**Task**
All lines from the one containing "the thatched hut" through the end of the data below are to be repeated exactly, with pictures left out.

■ ■ ■ ■

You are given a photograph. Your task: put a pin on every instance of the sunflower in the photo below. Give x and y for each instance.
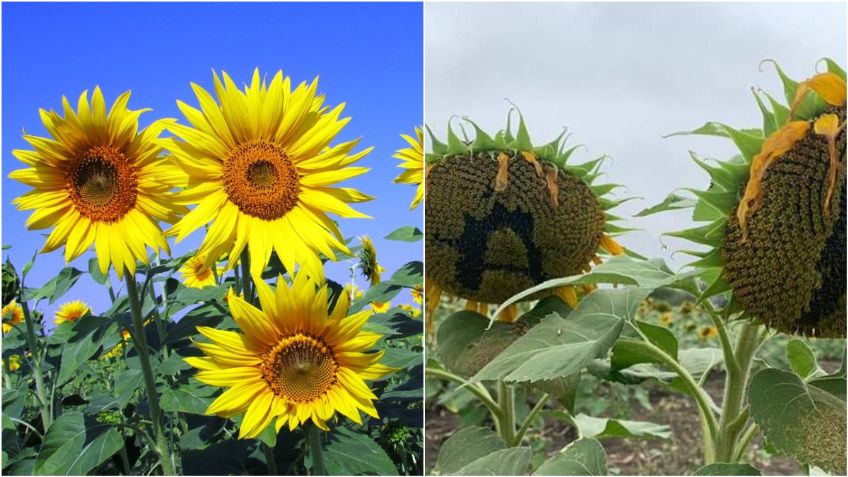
(196, 274)
(13, 314)
(368, 265)
(293, 361)
(260, 167)
(71, 311)
(773, 218)
(413, 164)
(503, 216)
(99, 181)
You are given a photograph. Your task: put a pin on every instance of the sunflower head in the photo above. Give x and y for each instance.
(412, 163)
(196, 274)
(504, 215)
(368, 265)
(261, 169)
(13, 314)
(773, 217)
(71, 311)
(98, 180)
(292, 361)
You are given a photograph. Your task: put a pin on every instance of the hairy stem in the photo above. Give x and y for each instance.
(161, 447)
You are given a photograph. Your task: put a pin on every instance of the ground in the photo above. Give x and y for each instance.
(679, 456)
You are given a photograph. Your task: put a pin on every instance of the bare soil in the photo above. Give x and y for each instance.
(679, 456)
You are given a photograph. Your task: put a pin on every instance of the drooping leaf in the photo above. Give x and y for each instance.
(581, 457)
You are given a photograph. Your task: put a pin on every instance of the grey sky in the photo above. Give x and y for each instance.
(620, 76)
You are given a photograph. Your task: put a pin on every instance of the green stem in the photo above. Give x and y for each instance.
(161, 447)
(32, 342)
(313, 435)
(528, 421)
(736, 382)
(270, 462)
(476, 389)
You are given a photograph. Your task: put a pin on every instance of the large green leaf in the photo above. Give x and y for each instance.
(798, 420)
(467, 445)
(722, 468)
(407, 233)
(355, 453)
(581, 457)
(603, 428)
(559, 347)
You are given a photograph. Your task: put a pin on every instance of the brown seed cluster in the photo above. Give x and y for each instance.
(102, 184)
(790, 272)
(486, 243)
(300, 368)
(261, 180)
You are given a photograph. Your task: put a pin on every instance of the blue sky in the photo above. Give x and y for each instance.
(367, 55)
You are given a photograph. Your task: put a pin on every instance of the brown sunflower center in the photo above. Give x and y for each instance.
(300, 368)
(102, 184)
(261, 180)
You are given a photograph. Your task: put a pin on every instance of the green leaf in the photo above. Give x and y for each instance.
(798, 420)
(192, 399)
(467, 445)
(801, 358)
(603, 428)
(56, 286)
(355, 453)
(581, 457)
(406, 234)
(722, 468)
(512, 461)
(559, 347)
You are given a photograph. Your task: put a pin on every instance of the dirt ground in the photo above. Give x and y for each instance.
(679, 456)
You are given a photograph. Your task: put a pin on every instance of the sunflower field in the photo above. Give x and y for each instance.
(543, 330)
(239, 357)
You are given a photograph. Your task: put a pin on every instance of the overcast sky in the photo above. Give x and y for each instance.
(620, 76)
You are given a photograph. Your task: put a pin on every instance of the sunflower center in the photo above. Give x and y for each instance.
(261, 180)
(102, 184)
(301, 368)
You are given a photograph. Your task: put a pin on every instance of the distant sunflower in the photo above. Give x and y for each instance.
(368, 265)
(292, 362)
(99, 181)
(71, 311)
(413, 164)
(773, 217)
(503, 216)
(260, 168)
(13, 314)
(196, 274)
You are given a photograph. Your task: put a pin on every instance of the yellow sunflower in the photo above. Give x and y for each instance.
(196, 274)
(260, 168)
(71, 311)
(368, 261)
(13, 314)
(413, 164)
(293, 361)
(99, 181)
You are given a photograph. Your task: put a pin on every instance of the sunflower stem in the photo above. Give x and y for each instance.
(32, 342)
(313, 435)
(161, 447)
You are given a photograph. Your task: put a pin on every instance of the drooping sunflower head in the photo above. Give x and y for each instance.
(261, 170)
(99, 180)
(292, 361)
(71, 311)
(504, 215)
(13, 314)
(773, 218)
(368, 265)
(196, 274)
(412, 163)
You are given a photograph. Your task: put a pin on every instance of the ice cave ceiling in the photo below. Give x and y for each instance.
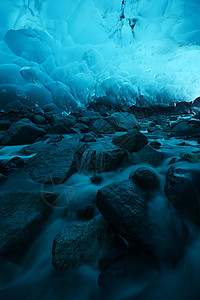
(68, 51)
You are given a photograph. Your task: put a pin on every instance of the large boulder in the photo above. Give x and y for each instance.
(182, 188)
(53, 164)
(147, 155)
(23, 216)
(123, 121)
(187, 128)
(21, 133)
(143, 222)
(124, 205)
(99, 156)
(79, 244)
(132, 141)
(101, 126)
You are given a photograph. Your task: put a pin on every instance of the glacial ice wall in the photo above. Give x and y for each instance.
(70, 51)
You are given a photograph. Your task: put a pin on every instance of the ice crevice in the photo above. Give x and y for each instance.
(133, 51)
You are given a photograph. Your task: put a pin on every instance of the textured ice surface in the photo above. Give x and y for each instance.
(80, 48)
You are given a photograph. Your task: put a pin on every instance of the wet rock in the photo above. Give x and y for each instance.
(101, 126)
(23, 216)
(82, 127)
(84, 205)
(62, 124)
(100, 156)
(51, 108)
(145, 177)
(192, 157)
(187, 128)
(4, 124)
(21, 133)
(124, 205)
(39, 120)
(89, 137)
(54, 164)
(146, 155)
(123, 121)
(155, 145)
(13, 165)
(183, 190)
(132, 141)
(79, 244)
(3, 178)
(97, 179)
(129, 272)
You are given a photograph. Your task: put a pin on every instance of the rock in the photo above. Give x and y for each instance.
(145, 177)
(82, 127)
(100, 156)
(101, 126)
(146, 155)
(23, 216)
(183, 190)
(54, 164)
(62, 124)
(51, 108)
(13, 164)
(155, 145)
(39, 120)
(123, 121)
(21, 133)
(188, 128)
(192, 157)
(79, 244)
(124, 205)
(89, 137)
(4, 125)
(84, 205)
(3, 178)
(132, 141)
(96, 179)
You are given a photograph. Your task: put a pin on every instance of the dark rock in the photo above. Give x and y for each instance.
(97, 179)
(82, 127)
(23, 216)
(62, 124)
(192, 157)
(21, 133)
(4, 125)
(79, 244)
(54, 164)
(132, 141)
(3, 178)
(123, 121)
(145, 177)
(124, 205)
(101, 126)
(89, 137)
(84, 205)
(155, 145)
(51, 108)
(39, 120)
(100, 156)
(183, 190)
(186, 128)
(146, 155)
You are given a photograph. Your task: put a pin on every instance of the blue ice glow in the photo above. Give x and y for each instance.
(72, 50)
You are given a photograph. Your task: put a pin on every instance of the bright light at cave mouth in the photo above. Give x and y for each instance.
(73, 51)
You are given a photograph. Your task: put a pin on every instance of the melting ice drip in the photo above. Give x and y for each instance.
(125, 49)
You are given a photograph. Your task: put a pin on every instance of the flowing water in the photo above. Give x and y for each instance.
(36, 278)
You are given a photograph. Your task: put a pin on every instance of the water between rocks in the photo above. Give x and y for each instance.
(37, 279)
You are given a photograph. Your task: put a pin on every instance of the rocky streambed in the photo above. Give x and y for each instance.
(100, 203)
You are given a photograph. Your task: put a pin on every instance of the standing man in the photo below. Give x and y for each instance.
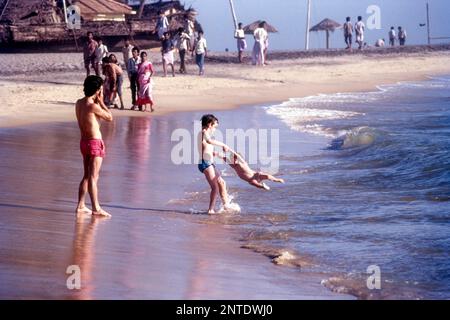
(401, 36)
(259, 48)
(90, 110)
(392, 37)
(239, 35)
(348, 33)
(206, 166)
(89, 50)
(359, 29)
(127, 51)
(201, 51)
(184, 45)
(162, 26)
(133, 68)
(167, 53)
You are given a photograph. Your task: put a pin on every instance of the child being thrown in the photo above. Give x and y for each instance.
(243, 170)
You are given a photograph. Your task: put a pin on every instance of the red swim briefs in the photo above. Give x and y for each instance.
(92, 148)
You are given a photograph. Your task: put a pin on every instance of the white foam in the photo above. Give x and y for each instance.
(305, 119)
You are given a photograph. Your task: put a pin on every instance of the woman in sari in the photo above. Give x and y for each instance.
(145, 73)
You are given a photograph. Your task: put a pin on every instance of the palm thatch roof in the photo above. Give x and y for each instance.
(250, 28)
(326, 25)
(94, 7)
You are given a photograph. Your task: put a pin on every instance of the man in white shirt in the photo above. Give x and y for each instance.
(260, 36)
(359, 29)
(127, 53)
(162, 25)
(184, 45)
(200, 53)
(239, 35)
(401, 36)
(348, 33)
(380, 43)
(392, 37)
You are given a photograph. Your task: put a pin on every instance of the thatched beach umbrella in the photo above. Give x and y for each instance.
(326, 25)
(250, 28)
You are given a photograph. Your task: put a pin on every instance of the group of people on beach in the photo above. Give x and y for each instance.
(91, 109)
(260, 47)
(359, 29)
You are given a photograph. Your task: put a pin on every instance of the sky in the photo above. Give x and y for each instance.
(289, 17)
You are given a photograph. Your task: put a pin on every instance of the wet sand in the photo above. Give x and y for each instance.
(43, 87)
(150, 249)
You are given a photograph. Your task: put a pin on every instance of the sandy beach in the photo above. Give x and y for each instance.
(153, 247)
(49, 96)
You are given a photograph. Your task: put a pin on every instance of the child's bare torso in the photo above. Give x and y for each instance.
(243, 170)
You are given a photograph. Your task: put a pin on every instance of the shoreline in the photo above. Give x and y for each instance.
(225, 98)
(47, 97)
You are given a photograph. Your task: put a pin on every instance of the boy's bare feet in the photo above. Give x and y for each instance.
(101, 213)
(83, 210)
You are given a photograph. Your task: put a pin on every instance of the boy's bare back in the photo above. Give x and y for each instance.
(88, 113)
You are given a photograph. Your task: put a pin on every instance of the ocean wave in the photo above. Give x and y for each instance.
(353, 138)
(306, 119)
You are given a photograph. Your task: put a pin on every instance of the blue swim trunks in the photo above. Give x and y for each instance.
(204, 165)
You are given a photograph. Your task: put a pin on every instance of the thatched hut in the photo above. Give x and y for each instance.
(326, 25)
(250, 28)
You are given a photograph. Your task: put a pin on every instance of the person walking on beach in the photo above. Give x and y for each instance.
(359, 30)
(89, 57)
(201, 51)
(260, 36)
(380, 43)
(167, 53)
(206, 144)
(108, 82)
(145, 73)
(348, 33)
(127, 51)
(89, 111)
(239, 35)
(190, 30)
(401, 36)
(162, 25)
(184, 45)
(100, 52)
(392, 36)
(133, 68)
(118, 71)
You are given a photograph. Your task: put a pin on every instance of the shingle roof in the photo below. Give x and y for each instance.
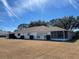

■ ■ ■ ■

**Solved problem**
You are given a photograph. Your task: put a pin on every instance of the thatched hut in the photo above. Give x and y for each instance.
(326, 25)
(250, 28)
You are given a photograph. Your task: put a pin on every instance of the person walking on beach in the photo above. Give x and y for each instance.
(359, 30)
(89, 57)
(201, 51)
(260, 36)
(380, 43)
(167, 53)
(206, 144)
(108, 82)
(145, 73)
(348, 33)
(127, 51)
(89, 111)
(239, 35)
(190, 30)
(401, 36)
(162, 25)
(184, 45)
(100, 52)
(392, 36)
(133, 68)
(118, 71)
You are given a photograph. Your task: put a pin on every instance of the shingle roof in the photo below. Give x and y for each instance.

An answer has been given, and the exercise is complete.